My main concern with the change to lists in the sideblocks is the semantics and naming. I strongly believe that good names must be chosen for classes, much like good variable names. Not that compilers or web browsers care, but other programmers/web developers do.
So seeing a ul (that is, an unordered list) with a class of list strikes me to be as confusing as an Integer called int, which may be fine if your writing mathmatical code where it really is just an integer but in most cases it will be a count or a total. In this case perhaps sideblockmenu would be more appropriate.
Similarly, the use of r1 and r0 never made much sense to me when used to markup tables, (I would have much prefered class 'odd' with 'even' being entirely optional, since 'even equals not odd') and there was in fact places in the tabs HTML that got r0 and r1 understandably confused (and may still be actually, I've not checked recently) which meant you had to have duplicate CSS for the same kind of tabs on seperate pages. So carrying this on to mark up list items, when the variable means row0/1 seems to invite double confusion.

__Saved entries__:

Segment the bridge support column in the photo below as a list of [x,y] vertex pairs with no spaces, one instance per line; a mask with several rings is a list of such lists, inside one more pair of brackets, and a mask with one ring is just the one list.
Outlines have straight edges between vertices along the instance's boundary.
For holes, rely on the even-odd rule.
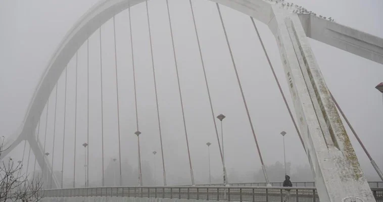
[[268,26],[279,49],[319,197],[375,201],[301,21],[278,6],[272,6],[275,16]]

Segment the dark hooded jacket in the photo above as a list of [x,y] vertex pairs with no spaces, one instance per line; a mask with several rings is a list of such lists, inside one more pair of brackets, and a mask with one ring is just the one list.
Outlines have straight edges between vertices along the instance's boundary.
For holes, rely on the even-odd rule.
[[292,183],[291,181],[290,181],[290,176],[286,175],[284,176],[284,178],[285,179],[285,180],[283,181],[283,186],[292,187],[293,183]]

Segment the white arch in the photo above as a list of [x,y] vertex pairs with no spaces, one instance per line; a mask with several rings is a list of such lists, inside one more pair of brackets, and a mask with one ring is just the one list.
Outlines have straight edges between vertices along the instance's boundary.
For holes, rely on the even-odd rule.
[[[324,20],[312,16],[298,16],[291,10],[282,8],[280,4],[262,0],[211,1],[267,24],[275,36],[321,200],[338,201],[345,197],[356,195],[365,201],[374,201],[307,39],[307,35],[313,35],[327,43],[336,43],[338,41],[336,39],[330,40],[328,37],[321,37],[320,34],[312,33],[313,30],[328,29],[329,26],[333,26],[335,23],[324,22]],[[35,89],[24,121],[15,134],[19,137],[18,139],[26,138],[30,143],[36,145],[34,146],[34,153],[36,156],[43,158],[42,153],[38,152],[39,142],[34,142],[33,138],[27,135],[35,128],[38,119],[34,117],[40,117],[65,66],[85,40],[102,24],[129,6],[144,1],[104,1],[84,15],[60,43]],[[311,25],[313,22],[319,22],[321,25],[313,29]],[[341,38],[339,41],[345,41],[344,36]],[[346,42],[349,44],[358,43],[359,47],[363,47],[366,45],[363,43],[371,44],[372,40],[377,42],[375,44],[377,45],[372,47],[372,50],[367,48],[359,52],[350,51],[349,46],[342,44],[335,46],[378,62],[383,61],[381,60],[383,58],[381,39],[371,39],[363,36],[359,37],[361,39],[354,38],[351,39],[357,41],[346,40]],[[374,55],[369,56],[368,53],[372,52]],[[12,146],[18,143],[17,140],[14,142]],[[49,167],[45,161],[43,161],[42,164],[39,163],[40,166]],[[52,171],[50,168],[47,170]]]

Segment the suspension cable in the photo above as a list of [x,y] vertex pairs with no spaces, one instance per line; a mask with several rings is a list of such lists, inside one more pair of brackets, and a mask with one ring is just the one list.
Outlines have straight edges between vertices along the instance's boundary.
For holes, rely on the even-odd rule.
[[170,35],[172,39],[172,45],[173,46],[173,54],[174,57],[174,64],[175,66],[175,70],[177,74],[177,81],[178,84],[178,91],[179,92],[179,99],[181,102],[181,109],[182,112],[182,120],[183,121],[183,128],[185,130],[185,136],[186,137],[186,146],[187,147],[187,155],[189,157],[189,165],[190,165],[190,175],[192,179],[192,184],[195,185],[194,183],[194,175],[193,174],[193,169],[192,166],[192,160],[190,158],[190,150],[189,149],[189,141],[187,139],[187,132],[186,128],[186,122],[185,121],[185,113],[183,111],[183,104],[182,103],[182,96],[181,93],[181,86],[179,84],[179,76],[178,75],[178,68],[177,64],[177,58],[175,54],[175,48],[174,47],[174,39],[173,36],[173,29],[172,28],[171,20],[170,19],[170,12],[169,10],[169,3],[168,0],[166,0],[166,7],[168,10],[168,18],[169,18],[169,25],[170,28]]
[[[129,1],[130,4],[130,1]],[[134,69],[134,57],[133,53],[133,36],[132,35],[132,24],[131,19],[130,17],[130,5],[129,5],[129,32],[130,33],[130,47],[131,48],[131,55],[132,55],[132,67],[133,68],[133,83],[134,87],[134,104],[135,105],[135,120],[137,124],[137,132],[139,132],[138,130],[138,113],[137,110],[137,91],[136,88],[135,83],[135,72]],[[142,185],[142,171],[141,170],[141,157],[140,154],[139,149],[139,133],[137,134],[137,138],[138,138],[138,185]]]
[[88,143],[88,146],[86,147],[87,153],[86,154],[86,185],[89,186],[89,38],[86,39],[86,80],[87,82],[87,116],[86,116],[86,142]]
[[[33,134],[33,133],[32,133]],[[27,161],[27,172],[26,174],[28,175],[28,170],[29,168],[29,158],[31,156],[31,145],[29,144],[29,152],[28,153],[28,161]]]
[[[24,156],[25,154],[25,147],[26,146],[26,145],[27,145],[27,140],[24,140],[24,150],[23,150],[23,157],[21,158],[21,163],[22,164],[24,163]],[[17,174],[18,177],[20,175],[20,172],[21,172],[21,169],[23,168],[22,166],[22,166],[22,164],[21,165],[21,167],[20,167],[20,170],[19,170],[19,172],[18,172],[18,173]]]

__Work instruction 1__: Return the passage from the post on class naming, starting with "My main concern" and going on through "be more appropriate.".
__Work instruction 2__:
Answer these questions using the post on class naming:
(a) What class name does the post suggest instead of list?
(b) Which class would the writer have preferred to r1 and r0 for marking up tables?
(c) What did the confusion between r0 and r1 in the tabs HTML make necessary?
__Work instruction 3__: Continue the post on class naming from where it stops.
The items above are material separate from the post on class naming.

__Answer space 1__:
My main concern with the change to lists in the sideblocks is the semantics and naming. I strongly believe that good names must be chosen for classes, much like good variable names. Not that compilers or web browsers care, but other programmers/web developers do.
So seeing a ul (that is, an unordered list) with a class of list strikes me to be as confusing as an Integer called int, which may be fine if your writing mathmatical code where it really is just an integer but in most cases it will be a count or a total. In this case perhaps sideblockmenu would be more appropriate.

__Answer space 2__:
(a) sideblockmenu
(b) 'odd', with 'even' being entirely optional
(c) Duplicate CSS for the same kind of tabs on separate pages

__Answer space 3__:
Finally, using c0 and c1, which I believe stands for cell 0 and cell 1, to refer to spans is somewhat confusing. In addition, the icon could be put into the css as a background-image, which would allow zoom or high contrast themes to change both the image and its size (or postion, filetype etc.) with much greater ease than if it's hardcoded into the HTML.
Overall, I think it would be a shame if the effort to further accessify Moodle takes a narrow focus of replacing table cells with spans, rather than converting to more semantic code which would actually have a positive impact on far more users' experience of Moodle (whether they consider themselves to be in need of accessible software or not). I know the semantic code is more effort, and causes even more disruption, but I worry that once the automated accessibility checkers are satisfied and the 'accessible' tickbox has been ticked that real users will be left somewhat disadvantaged, with no external motivation to move things forward.